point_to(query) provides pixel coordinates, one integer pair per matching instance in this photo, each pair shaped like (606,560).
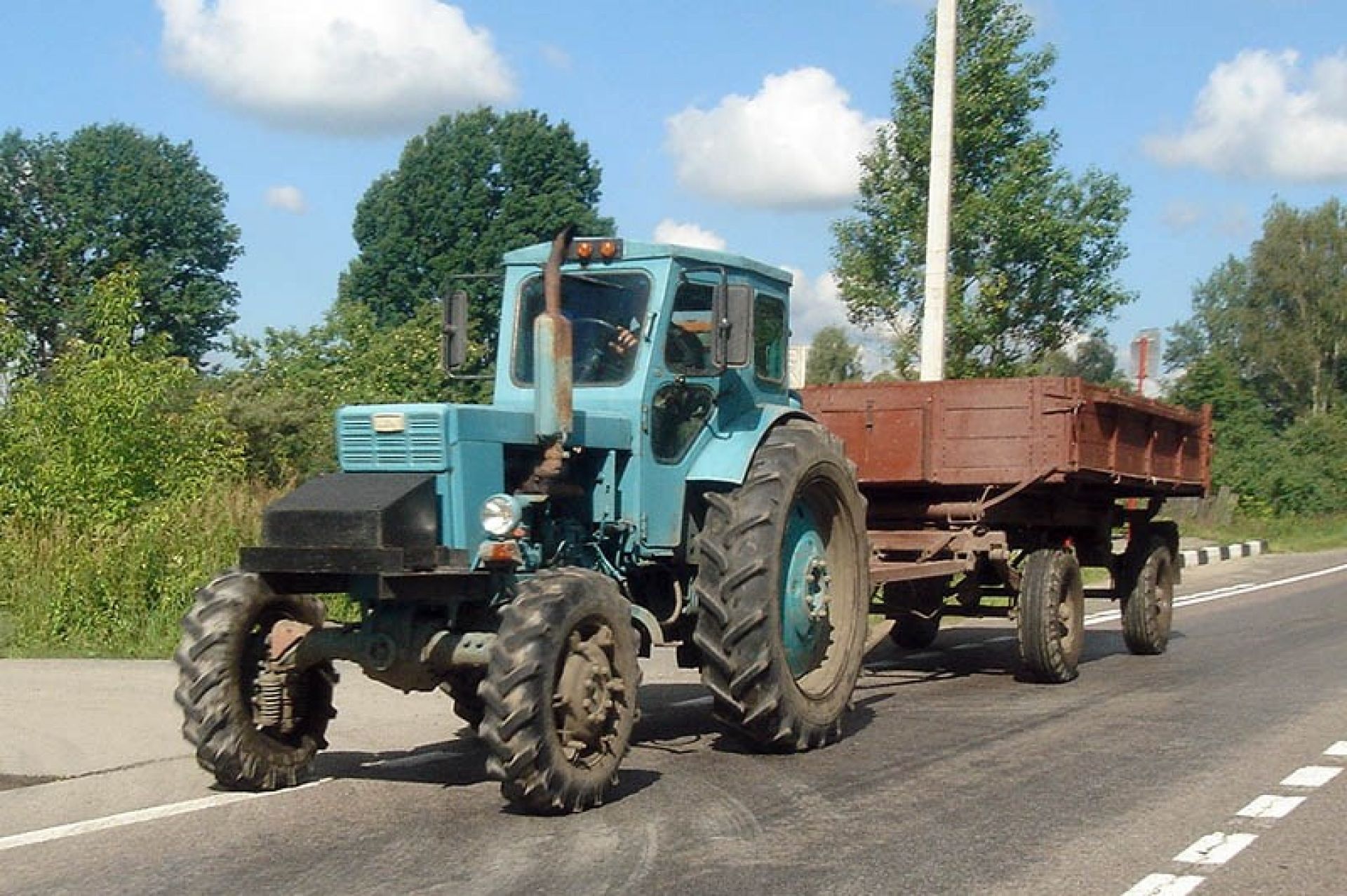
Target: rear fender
(726,456)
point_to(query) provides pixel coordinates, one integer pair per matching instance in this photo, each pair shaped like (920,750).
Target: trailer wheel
(1050,619)
(561,692)
(783,591)
(250,730)
(1148,609)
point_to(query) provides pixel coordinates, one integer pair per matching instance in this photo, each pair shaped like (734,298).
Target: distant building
(796,361)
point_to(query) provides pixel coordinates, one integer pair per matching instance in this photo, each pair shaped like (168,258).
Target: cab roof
(634,251)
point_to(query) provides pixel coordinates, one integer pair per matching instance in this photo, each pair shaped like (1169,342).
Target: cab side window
(770,338)
(688,349)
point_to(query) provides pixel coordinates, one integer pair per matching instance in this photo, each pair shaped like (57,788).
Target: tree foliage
(74,210)
(1093,360)
(291,382)
(115,426)
(1280,314)
(469,189)
(1265,348)
(833,359)
(1033,250)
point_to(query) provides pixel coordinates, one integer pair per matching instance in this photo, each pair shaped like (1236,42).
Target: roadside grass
(69,591)
(1284,535)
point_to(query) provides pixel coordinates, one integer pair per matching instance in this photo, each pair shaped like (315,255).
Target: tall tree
(1279,317)
(73,210)
(469,189)
(1033,250)
(833,357)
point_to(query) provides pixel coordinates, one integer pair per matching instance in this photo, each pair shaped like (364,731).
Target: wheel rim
(806,593)
(590,695)
(1070,617)
(1164,608)
(276,702)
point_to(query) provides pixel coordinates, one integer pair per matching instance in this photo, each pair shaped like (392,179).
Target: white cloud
(287,199)
(1263,115)
(682,234)
(815,304)
(793,145)
(1181,215)
(349,67)
(556,57)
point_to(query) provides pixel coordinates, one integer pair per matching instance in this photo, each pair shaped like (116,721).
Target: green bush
(112,427)
(120,591)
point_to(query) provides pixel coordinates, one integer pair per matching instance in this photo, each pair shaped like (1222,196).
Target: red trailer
(988,496)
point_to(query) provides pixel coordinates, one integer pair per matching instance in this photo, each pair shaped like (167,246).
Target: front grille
(420,446)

════════════════

Written request: Print all entries exactly. The images do not belong in the copy.

Solution to the exercise:
point_to(query) provides pixel coordinates, one integer pair per matching instance in this photo, each pair shaped like (606,560).
Target: rear fender
(726,456)
point_to(query) provides pixel coordinates, one integer pair per matching instance in this photo, each pair shaped like (920,750).
Target: trailer wheel
(1050,619)
(561,692)
(783,591)
(250,730)
(1148,609)
point_to(query) provides pixel coordinates, one integer pair per matching instance in this photo, each pair shaped like (734,298).
Target: distant building
(796,361)
point_to(query) provides pixel coordinates, one integer pair per matching instance in this photo, each pair shaped like (168,258).
Target: cab roof
(634,251)
point_to(query) provides pixel coordinates, one integer pair per matching instance in this photo, each pair shaped like (1169,342).
Target: cab side window
(770,338)
(688,349)
point_to(query) provides pixel coordinates, one integer pair per matching instance in this photo, each pair shaped like (57,788).
Target: tree foliage
(74,210)
(1093,360)
(291,382)
(115,426)
(1280,314)
(469,189)
(1265,348)
(833,359)
(1033,250)
point_to(query) provides pixel coordinates, one integer pair per matching instance in this photo, each pair shaped like (1236,42).
Target: roadside grass
(69,591)
(1284,535)
point_to(query) provides pixel coordinates, one integer pair per matching instance in this photo, each pair shaped like (315,255).
Target: tall tree
(1279,317)
(73,210)
(469,189)
(1033,250)
(833,357)
point_to(query) provides pixel coordinates, one integer pair per matching instance in this photo, each pair shaped like (364,731).
Target: wheel rim
(806,593)
(590,695)
(1070,617)
(1164,608)
(276,702)
point_to(query) provides pixel coordinates, one integer pair per matching instance in this photo, each pair shaped like (392,179).
Target: white cloud
(287,199)
(1263,115)
(682,234)
(815,304)
(793,145)
(1181,215)
(349,67)
(556,57)
point_to(query) provides pixel coordinates, one integer pair per matching instance in this photo, each pair shaped like (116,721).
Target: green bush
(112,427)
(120,591)
point_to(query) provides pixel coordinates, one integer pair per matching instance in this photo, each pair shaped like (1222,196).
Target: red trailer
(988,496)
point_to(query) provides pixel coordinates, one integer pair per matching instance in this photo, each pair shaped like (167,246).
Target: front grille
(420,446)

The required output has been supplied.